__PROBLEM A__:
In the passage on early rupture of the membranes, which risk is called the most important?
__PROBLEM B__:
Write the next part of the passage on early rupture of the membranes, picking up after its final sentence.

When labour is normal, regular contractions start and the cervix begins to dilate before the membranes rupture and amniotic fluid escapes. Sometimes, the membranes rupture first, before contractions start, either <36 weeks (preterm rupture), or at term (prelabour rupture). When the membranes rupture early, the risks are: (1) Intrauterine infection, which is much the most important but is usually not common, and (2) Premature labour.
The advantages of expectant treatment (not inducing labour) are that: (1) It increases the maturity of the fetus, which is important if gestation is <36 weeks. (2) It avoids the risks of induction, which are: (a) Failure, which means that you will have to do a Caesarean section, because you will have done repeated vaginal examinations. (b) The complications of oxytocin (22.6). The disadvantage of expectant treatment is the risk of infection (chorioamnionitis) which may kill her and her baby. You can minimize this risk by: (1) Totally avoiding vaginal examination with your fingers until contractions are well established. (2) Avoiding speculum examinations as much as possible. (3) Practising reasonable vulval hygiene. (4) Observing carefully for signs of infection, inducing labour and treating with antibiotics at the very first sign of infection.

__SUPPLIED ENTRIES__:
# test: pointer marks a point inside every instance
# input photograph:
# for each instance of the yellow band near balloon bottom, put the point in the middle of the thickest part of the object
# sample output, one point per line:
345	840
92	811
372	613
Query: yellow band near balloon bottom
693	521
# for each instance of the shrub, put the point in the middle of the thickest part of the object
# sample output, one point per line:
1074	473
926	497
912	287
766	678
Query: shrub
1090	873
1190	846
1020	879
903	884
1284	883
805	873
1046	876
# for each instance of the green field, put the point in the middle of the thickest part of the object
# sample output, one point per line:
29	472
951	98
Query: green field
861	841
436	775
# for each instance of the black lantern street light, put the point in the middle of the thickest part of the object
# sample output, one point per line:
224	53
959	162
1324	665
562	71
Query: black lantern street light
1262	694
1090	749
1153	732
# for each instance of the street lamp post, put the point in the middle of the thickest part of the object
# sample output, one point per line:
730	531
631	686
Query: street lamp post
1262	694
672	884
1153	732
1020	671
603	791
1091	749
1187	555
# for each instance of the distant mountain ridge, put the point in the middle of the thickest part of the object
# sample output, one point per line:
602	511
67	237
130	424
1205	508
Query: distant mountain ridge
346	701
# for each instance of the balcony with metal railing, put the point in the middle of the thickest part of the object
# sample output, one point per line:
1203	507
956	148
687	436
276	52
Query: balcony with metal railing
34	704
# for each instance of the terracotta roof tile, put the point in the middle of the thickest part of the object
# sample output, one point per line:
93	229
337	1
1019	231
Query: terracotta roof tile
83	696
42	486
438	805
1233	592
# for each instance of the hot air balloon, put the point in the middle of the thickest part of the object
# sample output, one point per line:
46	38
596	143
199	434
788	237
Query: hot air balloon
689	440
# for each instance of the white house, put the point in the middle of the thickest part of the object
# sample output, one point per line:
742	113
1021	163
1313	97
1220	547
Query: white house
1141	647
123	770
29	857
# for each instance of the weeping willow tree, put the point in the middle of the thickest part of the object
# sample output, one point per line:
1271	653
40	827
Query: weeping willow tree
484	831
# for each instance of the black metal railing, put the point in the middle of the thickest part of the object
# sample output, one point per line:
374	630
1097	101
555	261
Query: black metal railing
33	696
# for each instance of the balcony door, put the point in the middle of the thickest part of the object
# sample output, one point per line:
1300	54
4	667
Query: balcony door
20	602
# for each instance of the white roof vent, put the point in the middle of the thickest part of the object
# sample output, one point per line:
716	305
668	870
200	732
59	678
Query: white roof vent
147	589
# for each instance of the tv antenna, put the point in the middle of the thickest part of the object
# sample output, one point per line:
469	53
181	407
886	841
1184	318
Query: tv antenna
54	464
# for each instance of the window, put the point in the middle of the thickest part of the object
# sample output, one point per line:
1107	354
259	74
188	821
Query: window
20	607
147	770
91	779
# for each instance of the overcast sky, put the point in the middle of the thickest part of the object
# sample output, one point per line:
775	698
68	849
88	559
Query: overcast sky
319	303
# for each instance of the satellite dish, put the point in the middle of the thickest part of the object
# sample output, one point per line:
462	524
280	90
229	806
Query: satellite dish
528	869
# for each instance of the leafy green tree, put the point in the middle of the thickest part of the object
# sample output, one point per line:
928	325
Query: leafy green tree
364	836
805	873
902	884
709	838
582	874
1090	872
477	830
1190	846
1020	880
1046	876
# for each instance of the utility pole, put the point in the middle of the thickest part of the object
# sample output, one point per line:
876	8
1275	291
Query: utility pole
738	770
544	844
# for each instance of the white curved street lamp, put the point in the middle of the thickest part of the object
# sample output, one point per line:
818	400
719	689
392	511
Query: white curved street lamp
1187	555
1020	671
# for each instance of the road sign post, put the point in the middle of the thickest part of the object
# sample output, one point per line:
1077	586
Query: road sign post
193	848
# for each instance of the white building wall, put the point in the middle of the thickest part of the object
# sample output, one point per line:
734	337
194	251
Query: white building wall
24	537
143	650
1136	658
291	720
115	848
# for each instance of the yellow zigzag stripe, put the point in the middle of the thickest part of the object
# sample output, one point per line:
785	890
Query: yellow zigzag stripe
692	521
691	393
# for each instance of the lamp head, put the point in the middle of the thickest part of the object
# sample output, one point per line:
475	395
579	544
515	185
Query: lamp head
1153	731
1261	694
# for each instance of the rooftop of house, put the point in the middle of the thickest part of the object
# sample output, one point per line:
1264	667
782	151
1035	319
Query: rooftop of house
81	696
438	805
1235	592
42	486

__EXERCISE RESULT A__:
Intrauterine infection.

__EXERCISE RESULT B__:
Intra-uterine infection is such a serious risk, after premature rupture of the membranes, that it far outweighs any benefit that might follow from expectant treatment. What are you going to do? If there is little puerperal infection in your hospital, you can manage mothers expectantly. If puerperal infection is common, both mother and child are best delivered within 24 hours. Fortunately, labour usually starts successfully within this time. If in doubt, induce labour!
Midwives often justify vaginal examinations by saying that they are necessary to exclude prolapse of the cord. Tell them that: (1) The risk of prolapse of the cord is small, but the risk of infection is great. (2) Cord prolapse will only harm the baby, but infection will endanger his mother also. (3) If her cervix is sill closed, as it often is, vaginal examination will not rule out cord prolapse. Teach them that premature rupture of the membranes calls for the suppression of vaginal curiosity!
Avoid steroids, and use antibiotics only on the indications below.